Excerpted records —
-- Begin --

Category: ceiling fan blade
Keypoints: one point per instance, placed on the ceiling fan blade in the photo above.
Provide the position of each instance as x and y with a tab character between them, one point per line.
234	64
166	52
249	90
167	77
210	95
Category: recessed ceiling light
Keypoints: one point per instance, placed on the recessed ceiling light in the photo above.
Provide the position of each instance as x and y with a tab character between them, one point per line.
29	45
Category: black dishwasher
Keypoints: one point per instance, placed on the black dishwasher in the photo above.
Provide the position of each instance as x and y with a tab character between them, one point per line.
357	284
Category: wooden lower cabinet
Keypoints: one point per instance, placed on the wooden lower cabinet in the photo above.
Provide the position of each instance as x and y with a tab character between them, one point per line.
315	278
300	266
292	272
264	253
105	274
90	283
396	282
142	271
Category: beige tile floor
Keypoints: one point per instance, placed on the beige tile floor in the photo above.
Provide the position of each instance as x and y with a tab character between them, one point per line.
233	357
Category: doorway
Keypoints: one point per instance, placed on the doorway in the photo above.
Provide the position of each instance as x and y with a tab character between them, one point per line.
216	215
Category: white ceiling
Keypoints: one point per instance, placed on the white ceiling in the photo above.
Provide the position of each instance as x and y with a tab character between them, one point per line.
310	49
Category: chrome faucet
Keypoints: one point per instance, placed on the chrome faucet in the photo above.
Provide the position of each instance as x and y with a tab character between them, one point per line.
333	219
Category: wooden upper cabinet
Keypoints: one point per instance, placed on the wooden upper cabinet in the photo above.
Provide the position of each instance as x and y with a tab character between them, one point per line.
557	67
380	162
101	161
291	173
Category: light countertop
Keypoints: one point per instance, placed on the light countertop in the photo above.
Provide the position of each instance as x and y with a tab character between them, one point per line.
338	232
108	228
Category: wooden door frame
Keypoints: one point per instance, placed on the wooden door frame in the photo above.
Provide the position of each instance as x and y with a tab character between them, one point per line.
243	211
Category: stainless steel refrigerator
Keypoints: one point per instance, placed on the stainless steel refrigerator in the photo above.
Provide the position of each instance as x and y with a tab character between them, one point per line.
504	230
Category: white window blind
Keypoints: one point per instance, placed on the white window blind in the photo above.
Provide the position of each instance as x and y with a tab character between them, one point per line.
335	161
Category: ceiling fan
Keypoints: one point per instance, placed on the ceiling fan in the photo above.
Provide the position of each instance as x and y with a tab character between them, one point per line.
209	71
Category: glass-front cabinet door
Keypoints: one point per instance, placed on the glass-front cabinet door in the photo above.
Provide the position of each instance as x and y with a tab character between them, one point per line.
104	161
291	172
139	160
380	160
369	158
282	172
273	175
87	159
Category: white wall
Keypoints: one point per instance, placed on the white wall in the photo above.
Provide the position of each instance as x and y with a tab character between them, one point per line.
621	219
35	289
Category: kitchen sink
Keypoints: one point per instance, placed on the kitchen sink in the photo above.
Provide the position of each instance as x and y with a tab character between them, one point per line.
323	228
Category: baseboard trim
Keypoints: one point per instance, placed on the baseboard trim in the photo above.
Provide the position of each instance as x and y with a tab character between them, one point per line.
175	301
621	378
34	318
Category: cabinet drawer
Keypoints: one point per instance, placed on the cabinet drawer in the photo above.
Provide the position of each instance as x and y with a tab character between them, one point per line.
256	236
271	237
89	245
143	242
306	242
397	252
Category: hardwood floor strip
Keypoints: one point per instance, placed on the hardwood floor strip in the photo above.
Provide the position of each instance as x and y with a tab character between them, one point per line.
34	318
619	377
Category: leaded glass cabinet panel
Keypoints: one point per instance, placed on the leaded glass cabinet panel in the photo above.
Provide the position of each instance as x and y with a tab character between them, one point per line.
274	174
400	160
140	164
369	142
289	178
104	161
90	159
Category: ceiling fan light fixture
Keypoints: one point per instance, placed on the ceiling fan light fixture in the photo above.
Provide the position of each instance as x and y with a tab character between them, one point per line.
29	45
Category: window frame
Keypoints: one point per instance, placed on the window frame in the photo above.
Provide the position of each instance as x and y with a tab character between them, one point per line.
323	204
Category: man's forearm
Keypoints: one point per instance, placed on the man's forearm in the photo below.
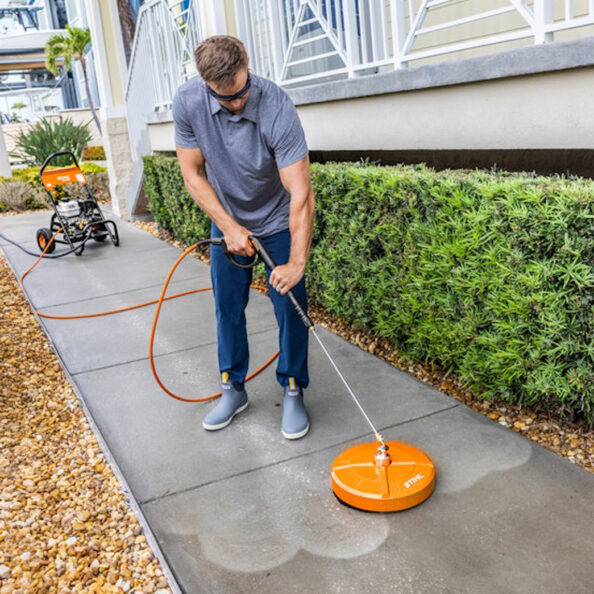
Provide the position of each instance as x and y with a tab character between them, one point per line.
301	217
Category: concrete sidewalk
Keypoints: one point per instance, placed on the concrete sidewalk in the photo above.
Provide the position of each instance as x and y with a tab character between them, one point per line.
243	509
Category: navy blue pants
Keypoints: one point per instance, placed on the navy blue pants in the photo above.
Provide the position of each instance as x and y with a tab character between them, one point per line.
231	293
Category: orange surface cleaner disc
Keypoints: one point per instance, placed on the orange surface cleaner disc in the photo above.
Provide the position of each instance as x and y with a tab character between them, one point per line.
403	480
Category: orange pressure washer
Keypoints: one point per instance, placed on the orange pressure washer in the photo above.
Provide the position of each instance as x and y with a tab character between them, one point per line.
76	219
378	476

-- End --

What needs to be done —
Please convert every line of the records above into a Markdown table with two columns, Row and Line, numbering the rows and skipping blank lines. Leave the pictures out of the table.

Written answer —
| Row | Line |
|---|---|
| 1 | Category: ceiling fan blade |
| 2 | Keypoints: one point per instance, placed on the ceiling fan blade in the photo above. |
| 3 | Provide the position of each instance as x and y with a tab character between them, one point per line. |
| 4 | 234	64 |
| 5 | 166	52 |
| 6 | 249	90 |
| 7 | 167	77 |
| 8 | 210	95 |
| 9 | Category: recessed ceiling light |
| 10 | Keypoints: one point per instance, placed on the recessed ceiling light in the photo above. |
| 11 | Provide the position of each instance as x and y with a tab character between them, one point per line. |
| 12 | 29	45 |
| 13 | Category: black dishwasher |
| 14 | Keypoints: one point per instance, placed on the black dishwasher in the photo above. |
| 15 | Provide the position of each instance as x and y with a tab character between them, one point per line. |
| 16 | 357	284 |
| 17 | Category: wooden lower cabinet |
| 18 | Keypoints: one point per instance, placed on the wooden lower cabinet in the photo above. |
| 19 | Provide the position of each instance as x and y with a tab character between them, one point per line. |
| 20 | 315	278 |
| 21 | 300	266 |
| 22 | 292	272 |
| 23 | 264	253 |
| 24 | 105	274 |
| 25 | 90	283 |
| 26 | 396	282 |
| 27 | 142	271 |
| 28 | Category: beige tile floor |
| 29 | Keypoints: one point per instance, placed on the beige tile floor in the photo above. |
| 30 | Provide the position of each instance as x and y with a tab character between them, one point per line. |
| 31 | 233	357 |
| 32 | Category: doorway |
| 33 | Keypoints: one point per instance, placed on the doorway in the photo above. |
| 34 | Provide the position of each instance as x and y with a tab character between them, one point per line. |
| 35 | 216	215 |
| 36 | Category: white ceiling |
| 37 | Keypoints: one point per instance, placed on the white ceiling in the photo above. |
| 38 | Provide the position of each instance as x and y with a tab character between them, one point per line. |
| 39 | 310	49 |
| 40 | Category: chrome faucet |
| 41 | Keypoints: one point per instance, placed on the chrome faucet in the photo above. |
| 42 | Provide the position of each instance as x and y with a tab character between them, one point per line. |
| 43 | 333	219 |
| 44 | Category: wooden upper cabinet |
| 45 | Keypoints: one point per instance, placed on the wooden upper cabinet in the photo above. |
| 46 | Provide the position of each instance as x and y with a tab character between them, one point per line. |
| 47 | 557	67 |
| 48 | 380	162 |
| 49 | 101	161 |
| 50 | 291	173 |
| 51 | Category: light countertop |
| 52 | Keypoints: one point per instance, placed on the light countertop in the photo above. |
| 53 | Provide the position of each instance as x and y with a tab character between them, one point per line. |
| 54 | 338	232 |
| 55 | 108	228 |
| 56 | Category: wooden door frame |
| 57 | Keypoints: one point per instance, placed on the wooden door frame in the photo above. |
| 58 | Provide the position of each instance as x and y with a tab character between them, one point per line. |
| 59 | 243	211 |
| 60 | Category: stainless steel refrigerator |
| 61 | Keypoints: one point per instance, placed on the stainless steel refrigerator in the photo above. |
| 62 | Provide the position of each instance as x and y with a tab character between them, one point per line. |
| 63 | 504	230 |
| 64 | Category: white window blind |
| 65 | Keypoints: one point per instance, placed on the white window blind in the photo above. |
| 66 | Provide the position of each instance as x and y with a tab character between them, one point per line. |
| 67 | 335	161 |
| 68 | Category: ceiling fan |
| 69 | Keypoints: one point per instance, placed on the ceiling fan in the photo above. |
| 70 | Provide the position of each instance as x and y with a tab character between them, one point per line. |
| 71 | 209	71 |
| 72 | Category: glass-front cabinet door |
| 73 | Keypoints: one point per instance, placed on the glass-front cabinet door in the photo above. |
| 74 | Provide the position of each instance as x and y with a tab character between them, one point per line. |
| 75 | 104	161 |
| 76 | 291	172 |
| 77 | 139	160 |
| 78 | 380	160 |
| 79 | 369	158 |
| 80 | 282	172 |
| 81 | 273	175 |
| 82 | 87	159 |
| 83 | Category: white wall |
| 84 | Keypoints: one point per instance, placed on the white wall in the photo above. |
| 85 | Provide the position of each instance as x and y with a tab character between them, one point per line. |
| 86 | 621	219 |
| 87 | 35	289 |
| 88 | Category: kitchen sink |
| 89 | Keypoints: one point per instance, placed on the kitchen sink in the photo above. |
| 90 | Provide the position of each instance as x and y with a tab character between them, one point per line. |
| 91 | 323	228 |
| 92 | Category: baseboard trim |
| 93 | Keypoints: one point per instance, placed on the baseboard trim in the photo above. |
| 94 | Provide the position of each instance as x and y with a tab character between them, one point per line. |
| 95 | 175	301 |
| 96 | 621	378 |
| 97 | 34	318 |
| 98 | Category: cabinet drawer |
| 99 | Keypoints: one point per instance, placed on the cabinet drawer in the photo above. |
| 100 | Provide the position of each instance as x and y with a tab character between them, one point per line. |
| 101 | 256	236 |
| 102 | 271	237 |
| 103 | 89	245 |
| 104 | 143	242 |
| 105 | 306	242 |
| 106 | 397	252 |
| 107 | Category: hardwood floor strip |
| 108 | Keypoints: one point per instance, placed on the hardwood floor strip in the photo above. |
| 109 | Provide the position of each instance as x and y with a tab character between them, one point per line. |
| 110 | 34	318 |
| 111 | 619	377 |
| 112 | Category: leaded glass cabinet panel |
| 113 | Keypoints: one point per instance, placed on the leaded glass cabinet panel in the photo above. |
| 114 | Provide the position of each instance as x and y with a tab character between them, one point per line. |
| 115 | 274	174 |
| 116 | 400	160 |
| 117 | 140	164 |
| 118 | 369	142 |
| 119 | 289	178 |
| 120 | 104	161 |
| 121 | 90	159 |
| 122 | Category: ceiling fan light fixture |
| 123 | Keypoints: one point per instance, placed on the ceiling fan light fixture in the photo above. |
| 124 | Provide the position of each instance as x and y with a tab character between them, one point per line. |
| 125 | 29	45 |
| 126 | Category: window frame |
| 127 | Keypoints: one point per instance, placed on the window frame in the photo above. |
| 128 | Provide the position of each instance as x and y with a tab character between them, one point per line. |
| 129 | 323	204 |
| 130 | Category: man's forearm |
| 131 | Keypoints: one point per instance, placed on the man's forearm in the photo below. |
| 132 | Provide the position of each instance as x and y with a tab character between them, one point per line. |
| 133 | 301	217 |
| 134 | Category: concrete sidewalk |
| 135 | Keypoints: one point per instance, placed on the concrete sidewalk in the photo above. |
| 136 | Provide the position of each instance as x and y with a tab character between them, one point per line. |
| 137 | 243	509 |
| 138 | Category: navy blue pants |
| 139 | Keypoints: one point per instance, placed on the navy blue pants in the photo above. |
| 140 | Provide the position of each instance as x and y with a tab character between them, one point per line. |
| 141 | 231	293 |
| 142 | Category: orange surface cleaner disc |
| 143 | Keypoints: one point per instance, placed on the orange surface cleaner disc in the photo above. |
| 144 | Provide the position of each instance as x and y with a tab character between them, one point per line. |
| 145 | 403	480 |
| 146 | Category: orange pressure washer |
| 147 | Keypoints: one point per instance, placed on the orange pressure washer in the photo above. |
| 148 | Provide the position of each instance as x and y with a tab character between them, one point per line. |
| 149 | 76	219 |
| 150 | 378	476 |